• Set task: Rewrite the lines from the line with "Trivia challenge: Given the picture above, pinpoint the bird's" up to and including the line with "475 152 1038 675", changing "pinpoint" to "locate" and keeping everything else the same. Return only those lines.
## START
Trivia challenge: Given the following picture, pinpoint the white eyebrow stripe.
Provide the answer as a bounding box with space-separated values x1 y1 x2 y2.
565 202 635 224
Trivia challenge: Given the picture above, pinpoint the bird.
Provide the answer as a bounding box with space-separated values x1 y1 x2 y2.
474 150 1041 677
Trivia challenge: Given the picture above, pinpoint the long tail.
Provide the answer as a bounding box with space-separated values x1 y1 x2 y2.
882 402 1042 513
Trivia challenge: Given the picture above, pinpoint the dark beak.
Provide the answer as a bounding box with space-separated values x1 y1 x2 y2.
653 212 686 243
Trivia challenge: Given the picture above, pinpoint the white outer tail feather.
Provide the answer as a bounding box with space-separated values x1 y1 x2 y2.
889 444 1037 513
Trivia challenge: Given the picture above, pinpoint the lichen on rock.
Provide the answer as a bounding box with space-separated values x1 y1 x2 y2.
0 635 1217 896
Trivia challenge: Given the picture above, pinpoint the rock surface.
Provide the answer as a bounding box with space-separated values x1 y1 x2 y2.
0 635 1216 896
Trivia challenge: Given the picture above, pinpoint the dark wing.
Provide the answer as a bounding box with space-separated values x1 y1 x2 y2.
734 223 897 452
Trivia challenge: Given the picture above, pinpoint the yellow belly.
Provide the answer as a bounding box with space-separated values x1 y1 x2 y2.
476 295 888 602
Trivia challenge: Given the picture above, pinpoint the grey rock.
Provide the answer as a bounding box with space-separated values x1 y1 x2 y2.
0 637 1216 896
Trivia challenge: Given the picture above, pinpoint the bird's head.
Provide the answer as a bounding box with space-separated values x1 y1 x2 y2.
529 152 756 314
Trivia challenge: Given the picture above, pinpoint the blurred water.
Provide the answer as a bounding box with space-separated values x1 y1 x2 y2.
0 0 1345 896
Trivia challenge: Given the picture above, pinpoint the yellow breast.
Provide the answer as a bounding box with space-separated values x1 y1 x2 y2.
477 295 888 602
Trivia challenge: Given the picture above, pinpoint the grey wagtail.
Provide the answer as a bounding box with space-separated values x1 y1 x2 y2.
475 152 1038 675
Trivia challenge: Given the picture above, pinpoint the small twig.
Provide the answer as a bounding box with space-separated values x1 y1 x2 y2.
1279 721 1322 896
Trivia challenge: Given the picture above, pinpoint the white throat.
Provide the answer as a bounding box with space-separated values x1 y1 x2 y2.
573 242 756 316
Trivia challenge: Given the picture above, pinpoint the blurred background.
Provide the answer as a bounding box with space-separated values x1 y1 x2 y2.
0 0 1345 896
## END
• Response to this exercise:
Trivia challenge: Given the picture above, locate the bird's head.
Provide the answer as a bounding box with space-separated values x1 y1 x2 y2.
529 152 756 314
Trivia challenge: Given the picture above, locate the blurred water.
Provide the answer as a bounding box with space-separated values x1 y1 x2 y2.
0 0 1345 896
Trivia challenge: Given the picture above, locate the yellow breast.
Provide the answer as a bounding box with space-separated values x1 y1 x2 y2.
477 295 888 602
Trivia challenge: Given the picture above, locate the grey wagtail.
Provide the answer as a bounding box with space-separated values x1 y1 x2 y2.
475 152 1038 675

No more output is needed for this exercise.